-- Reading passage --

⁂

Gregor said the only recommendation contained in the aviation department report that the FAA isn't following out of nine that pertain to it is one that calls for an annual report on enforcement actions against pilots locally.

"The FAA takes immediate action when we learn about possible regulations violations. However, it is important to remember that pilots accused of violations are entitled to due process," he said.

Gregor noted that the FAA banned first-phase flights of experimental aircraft out of North Las Vegas Airport in December. Experimental, or home-built, aircraft are banned from the airport until they have successfully completed the first phase of flight time, which is either 25 hours or 40 hours depending on the engine configuration.

"We will thoroughly review the report and consider any of the recommendations that are within our purview and that we do not currently have implemented," he said.

⁂

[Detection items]
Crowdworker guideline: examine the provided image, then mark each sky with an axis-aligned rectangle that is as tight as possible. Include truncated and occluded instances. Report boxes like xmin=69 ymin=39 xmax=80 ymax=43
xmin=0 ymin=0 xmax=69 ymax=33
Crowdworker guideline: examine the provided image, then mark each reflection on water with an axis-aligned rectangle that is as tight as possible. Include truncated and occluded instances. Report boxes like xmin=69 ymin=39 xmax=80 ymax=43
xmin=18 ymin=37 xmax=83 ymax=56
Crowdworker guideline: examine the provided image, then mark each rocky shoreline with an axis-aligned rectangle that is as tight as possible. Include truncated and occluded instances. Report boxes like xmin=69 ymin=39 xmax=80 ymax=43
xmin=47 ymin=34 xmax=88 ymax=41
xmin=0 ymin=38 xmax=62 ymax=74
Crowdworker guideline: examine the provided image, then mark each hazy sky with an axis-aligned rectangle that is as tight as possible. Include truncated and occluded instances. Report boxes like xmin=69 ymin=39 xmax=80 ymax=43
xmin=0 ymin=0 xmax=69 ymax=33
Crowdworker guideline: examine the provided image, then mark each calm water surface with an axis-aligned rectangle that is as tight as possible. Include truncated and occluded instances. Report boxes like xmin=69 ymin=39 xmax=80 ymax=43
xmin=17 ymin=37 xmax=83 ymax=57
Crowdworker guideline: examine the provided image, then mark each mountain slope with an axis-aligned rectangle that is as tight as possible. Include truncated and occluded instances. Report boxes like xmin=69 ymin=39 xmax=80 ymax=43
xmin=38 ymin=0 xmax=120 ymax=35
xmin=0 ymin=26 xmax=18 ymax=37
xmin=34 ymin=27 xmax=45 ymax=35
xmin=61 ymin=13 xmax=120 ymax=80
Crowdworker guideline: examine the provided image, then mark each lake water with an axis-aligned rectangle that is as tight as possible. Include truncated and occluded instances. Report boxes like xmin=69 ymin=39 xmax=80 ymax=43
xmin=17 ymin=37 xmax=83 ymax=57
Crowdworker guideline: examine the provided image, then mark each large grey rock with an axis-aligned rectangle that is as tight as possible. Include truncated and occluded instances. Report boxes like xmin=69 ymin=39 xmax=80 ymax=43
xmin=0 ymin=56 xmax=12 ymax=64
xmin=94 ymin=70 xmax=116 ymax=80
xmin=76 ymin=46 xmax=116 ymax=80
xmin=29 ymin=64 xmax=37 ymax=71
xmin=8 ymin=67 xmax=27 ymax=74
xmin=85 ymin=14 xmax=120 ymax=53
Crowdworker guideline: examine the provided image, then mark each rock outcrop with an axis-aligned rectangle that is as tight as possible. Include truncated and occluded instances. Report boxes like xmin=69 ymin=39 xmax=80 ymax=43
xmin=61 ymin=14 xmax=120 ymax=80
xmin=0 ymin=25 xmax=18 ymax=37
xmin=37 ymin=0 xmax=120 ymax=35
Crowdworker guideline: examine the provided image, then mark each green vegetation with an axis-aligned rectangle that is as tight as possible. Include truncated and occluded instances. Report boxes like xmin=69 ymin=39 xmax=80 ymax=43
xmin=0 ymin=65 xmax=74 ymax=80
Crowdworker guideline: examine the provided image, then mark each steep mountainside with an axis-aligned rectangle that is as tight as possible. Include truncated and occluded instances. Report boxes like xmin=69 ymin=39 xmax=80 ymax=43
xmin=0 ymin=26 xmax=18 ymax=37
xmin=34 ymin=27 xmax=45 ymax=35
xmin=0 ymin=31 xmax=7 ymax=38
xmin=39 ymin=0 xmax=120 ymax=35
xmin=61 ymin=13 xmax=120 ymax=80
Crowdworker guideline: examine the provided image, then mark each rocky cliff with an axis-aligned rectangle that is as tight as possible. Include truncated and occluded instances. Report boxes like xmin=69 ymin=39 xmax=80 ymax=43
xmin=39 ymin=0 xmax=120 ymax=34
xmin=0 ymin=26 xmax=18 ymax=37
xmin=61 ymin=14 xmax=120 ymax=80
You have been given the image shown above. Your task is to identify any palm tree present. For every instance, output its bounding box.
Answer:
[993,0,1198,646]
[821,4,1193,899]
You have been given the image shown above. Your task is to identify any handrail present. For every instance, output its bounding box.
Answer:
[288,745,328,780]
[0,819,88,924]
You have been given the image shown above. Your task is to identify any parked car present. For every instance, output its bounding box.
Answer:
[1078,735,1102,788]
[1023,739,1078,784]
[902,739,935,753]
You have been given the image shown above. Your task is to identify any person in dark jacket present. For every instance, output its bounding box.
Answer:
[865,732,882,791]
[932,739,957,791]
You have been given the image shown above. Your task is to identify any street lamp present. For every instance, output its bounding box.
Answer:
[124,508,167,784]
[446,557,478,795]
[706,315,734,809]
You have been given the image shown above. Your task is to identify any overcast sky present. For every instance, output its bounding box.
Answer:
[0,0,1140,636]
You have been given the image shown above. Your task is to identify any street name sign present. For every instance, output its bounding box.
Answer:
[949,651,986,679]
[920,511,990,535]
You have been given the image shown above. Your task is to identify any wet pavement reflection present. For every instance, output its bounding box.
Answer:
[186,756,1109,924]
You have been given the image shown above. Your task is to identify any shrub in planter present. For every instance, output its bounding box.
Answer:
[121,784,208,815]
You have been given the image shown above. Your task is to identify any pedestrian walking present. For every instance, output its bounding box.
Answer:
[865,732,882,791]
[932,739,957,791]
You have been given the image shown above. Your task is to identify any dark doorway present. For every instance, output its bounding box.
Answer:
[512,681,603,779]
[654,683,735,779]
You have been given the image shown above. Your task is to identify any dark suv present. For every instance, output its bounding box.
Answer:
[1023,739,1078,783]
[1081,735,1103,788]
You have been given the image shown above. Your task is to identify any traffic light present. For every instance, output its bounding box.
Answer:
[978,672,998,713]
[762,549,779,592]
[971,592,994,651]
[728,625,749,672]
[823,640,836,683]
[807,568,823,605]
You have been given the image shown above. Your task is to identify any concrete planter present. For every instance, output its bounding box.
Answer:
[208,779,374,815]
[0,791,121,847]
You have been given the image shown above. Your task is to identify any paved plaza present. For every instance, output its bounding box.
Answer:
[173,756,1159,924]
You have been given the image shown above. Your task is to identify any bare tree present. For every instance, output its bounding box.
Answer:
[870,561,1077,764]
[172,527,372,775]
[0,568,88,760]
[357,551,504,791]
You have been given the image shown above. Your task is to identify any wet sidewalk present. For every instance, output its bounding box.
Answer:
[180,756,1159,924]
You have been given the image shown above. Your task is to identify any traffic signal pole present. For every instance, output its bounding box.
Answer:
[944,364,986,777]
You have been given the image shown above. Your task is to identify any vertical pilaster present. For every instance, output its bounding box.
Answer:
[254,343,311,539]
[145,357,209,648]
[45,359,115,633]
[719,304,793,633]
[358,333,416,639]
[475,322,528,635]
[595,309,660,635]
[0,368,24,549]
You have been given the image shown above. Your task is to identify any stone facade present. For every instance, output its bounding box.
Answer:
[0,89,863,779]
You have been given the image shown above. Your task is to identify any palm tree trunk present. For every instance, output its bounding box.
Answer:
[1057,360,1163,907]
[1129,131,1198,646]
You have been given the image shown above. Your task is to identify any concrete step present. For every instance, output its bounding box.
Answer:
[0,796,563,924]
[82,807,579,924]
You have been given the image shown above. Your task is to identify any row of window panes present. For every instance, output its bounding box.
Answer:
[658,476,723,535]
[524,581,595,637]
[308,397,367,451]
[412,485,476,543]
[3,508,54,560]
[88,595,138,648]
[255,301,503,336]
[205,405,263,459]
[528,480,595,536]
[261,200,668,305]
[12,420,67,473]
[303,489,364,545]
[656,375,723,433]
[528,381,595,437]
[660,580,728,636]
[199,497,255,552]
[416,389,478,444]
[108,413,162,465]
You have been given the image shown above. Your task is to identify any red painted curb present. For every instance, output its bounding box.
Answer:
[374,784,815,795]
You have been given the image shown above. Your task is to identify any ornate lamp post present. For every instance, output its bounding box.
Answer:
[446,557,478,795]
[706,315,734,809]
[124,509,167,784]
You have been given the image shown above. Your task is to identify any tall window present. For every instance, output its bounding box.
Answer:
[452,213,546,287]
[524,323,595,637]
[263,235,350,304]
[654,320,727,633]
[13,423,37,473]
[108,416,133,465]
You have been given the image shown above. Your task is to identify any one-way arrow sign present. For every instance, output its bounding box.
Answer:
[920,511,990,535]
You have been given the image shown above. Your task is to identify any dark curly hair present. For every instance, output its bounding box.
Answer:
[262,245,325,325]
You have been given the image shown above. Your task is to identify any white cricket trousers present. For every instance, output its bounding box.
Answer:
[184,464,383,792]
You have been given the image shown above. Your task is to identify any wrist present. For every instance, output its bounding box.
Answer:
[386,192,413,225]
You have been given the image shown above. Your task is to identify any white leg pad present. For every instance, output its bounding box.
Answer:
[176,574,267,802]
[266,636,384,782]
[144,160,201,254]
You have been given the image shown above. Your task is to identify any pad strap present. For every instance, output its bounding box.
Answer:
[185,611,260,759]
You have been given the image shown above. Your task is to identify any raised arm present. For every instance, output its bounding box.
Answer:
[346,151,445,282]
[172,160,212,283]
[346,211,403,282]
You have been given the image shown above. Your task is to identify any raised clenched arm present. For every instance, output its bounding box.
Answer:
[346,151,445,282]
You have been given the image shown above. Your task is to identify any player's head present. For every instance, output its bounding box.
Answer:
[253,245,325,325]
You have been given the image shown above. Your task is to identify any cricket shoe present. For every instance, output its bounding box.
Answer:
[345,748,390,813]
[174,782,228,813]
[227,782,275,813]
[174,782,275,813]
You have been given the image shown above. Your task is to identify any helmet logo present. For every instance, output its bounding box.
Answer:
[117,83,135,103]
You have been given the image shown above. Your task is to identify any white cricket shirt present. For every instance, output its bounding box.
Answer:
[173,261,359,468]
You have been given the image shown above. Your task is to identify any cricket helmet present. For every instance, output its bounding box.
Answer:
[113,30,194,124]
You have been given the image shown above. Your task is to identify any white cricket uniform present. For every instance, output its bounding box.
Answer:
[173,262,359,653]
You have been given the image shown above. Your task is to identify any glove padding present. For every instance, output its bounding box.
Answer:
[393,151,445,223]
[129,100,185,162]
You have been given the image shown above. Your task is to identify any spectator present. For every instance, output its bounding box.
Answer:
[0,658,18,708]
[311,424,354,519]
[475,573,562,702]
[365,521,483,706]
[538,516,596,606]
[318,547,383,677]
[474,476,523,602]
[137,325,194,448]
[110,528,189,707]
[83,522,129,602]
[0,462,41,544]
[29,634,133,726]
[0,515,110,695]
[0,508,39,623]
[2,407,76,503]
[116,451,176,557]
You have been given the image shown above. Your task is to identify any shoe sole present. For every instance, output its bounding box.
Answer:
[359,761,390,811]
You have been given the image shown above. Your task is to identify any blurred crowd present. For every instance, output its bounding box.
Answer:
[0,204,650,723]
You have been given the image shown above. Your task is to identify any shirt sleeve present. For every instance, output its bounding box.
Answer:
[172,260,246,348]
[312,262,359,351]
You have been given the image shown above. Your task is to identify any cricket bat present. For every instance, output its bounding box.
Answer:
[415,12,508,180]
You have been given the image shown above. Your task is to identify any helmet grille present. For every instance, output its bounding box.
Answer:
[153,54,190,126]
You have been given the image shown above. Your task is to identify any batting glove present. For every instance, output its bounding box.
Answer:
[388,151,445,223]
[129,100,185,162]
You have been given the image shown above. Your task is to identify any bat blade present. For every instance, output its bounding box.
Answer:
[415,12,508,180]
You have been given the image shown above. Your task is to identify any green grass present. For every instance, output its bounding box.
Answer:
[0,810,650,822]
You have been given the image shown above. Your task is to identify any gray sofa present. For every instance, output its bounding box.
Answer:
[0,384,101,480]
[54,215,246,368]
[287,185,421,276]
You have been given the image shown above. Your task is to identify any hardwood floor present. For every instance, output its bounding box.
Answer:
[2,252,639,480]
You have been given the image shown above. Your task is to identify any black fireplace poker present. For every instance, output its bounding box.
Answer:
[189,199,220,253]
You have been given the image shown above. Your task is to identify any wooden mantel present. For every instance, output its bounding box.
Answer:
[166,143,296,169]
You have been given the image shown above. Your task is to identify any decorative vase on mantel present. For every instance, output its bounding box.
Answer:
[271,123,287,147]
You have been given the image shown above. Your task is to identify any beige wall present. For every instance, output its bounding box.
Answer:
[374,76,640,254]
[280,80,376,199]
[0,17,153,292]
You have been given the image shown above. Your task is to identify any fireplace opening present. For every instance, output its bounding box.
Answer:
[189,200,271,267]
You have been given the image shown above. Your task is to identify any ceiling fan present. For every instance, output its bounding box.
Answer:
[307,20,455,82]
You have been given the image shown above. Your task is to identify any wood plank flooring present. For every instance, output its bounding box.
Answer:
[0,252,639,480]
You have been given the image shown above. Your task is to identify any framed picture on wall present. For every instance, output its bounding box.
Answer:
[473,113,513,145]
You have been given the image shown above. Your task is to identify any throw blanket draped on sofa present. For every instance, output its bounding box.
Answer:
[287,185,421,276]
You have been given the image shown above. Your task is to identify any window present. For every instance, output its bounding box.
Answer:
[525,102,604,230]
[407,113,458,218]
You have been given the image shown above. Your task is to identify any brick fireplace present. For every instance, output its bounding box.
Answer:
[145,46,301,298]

⁂

-- What to do --
1: Reproduce word for word the stretch from "Gregor said the" through "the engine configuration." in the passage about the FAA's response to the aviation department report.
2: Pick up the passage about the FAA's response to the aviation department report where it stops, and keep writing.

-- Results for the exercise --
1:
Gregor said the only recommendation contained in the aviation department report that the FAA isn't following out of nine that pertain to it is one that calls for an annual report on enforcement actions against pilots locally.

"The FAA takes immediate action when we learn about possible regulations violations. However, it is important to remember that pilots accused of violations are entitled to due process," he said.

Gregor noted that the FAA banned first-phase flights of experimental aircraft out of North Las Vegas Airport in December. Experimental, or home-built, aircraft are banned from the airport until they have successfully completed the first phase of flight time, which is either 25 hours or 40 hours depending on the engine configuration.

2:
State Senate Majority Leader Steven Horsford, D-Las Vegas, and Assemblywoman Marilyn Kirkpatrick, D-North Las Vegas, issued a statement Monday calling for affected agencies to heed the report's recommendations. "We urge local and federal officials to follow up on these recommendations and implement those that ensure a safer operation of the airport and protect North Las Vegas and Las Vegas neighborhoods," their statement reads.

The report noted that the county's Department of Aviation doesn't have jurisdiction to regulate aviation safety, which is the FAA's responsibility.